**Exercise task:** Reproduce the forum post below about OpenACC and MPI word for word, from its title through the last line of code.

**Selected text:**
##########
OpenACC + MPI / Loop carried dependence prevents parallelization

Hi everyone, this is my first post at all.

I’m compiling a Fortran code with mpif90 (nvhpc 22.3). The code is very complex and for the sake of clarity, I’m reporting only the major parts related to my issue. The code is MPI and I’m trying to accelerate it with OpenACC. This is my first attempt with a serious code and so far I only use OpenACC directives to accelerate simple codes.

The part of the code that I’m trying to accelerate is the following:

SUBROUTINE kin
USE global_mod, ONLY: NsMAX, num_zones, zones, MINi, MAXi, MINj, MAXj, MINk, MAXk
USE common_alloc

INTEGER, VALUE :: B, i, j, k, s

DOUBLE PRECISION, VALUE :: Yi_ijk(NsMAX)
##########
**Dataset content:**
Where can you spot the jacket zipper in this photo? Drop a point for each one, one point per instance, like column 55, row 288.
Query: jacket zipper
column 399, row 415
##########
**Result of the task:**
OpenACC + MPI / Loop carried dependence prevents parallelization

Hi everyone, this is my first post at all.

I’m compiling a Fortran code with mpif90 (nvhpc 22.3). The code is very complex and for the sake of clarity, I’m reporting only the major parts related to my issue. The code is MPI and I’m trying to accelerate it with OpenACC. This is my first attempt with a serious code and so far I only use OpenACC directives to accelerate simple codes.

The part of the code that I’m trying to accelerate is the following:

SUBROUTINE kin
USE global_mod, ONLY: NsMAX, num_zones, zones, MINi, MAXi, MINj, MAXj, MINk, MAXk
USE common_alloc

INTEGER, VALUE :: B, i, j, k, s

DOUBLE PRECISION, VALUE :: Yi_ijk(NsMAX)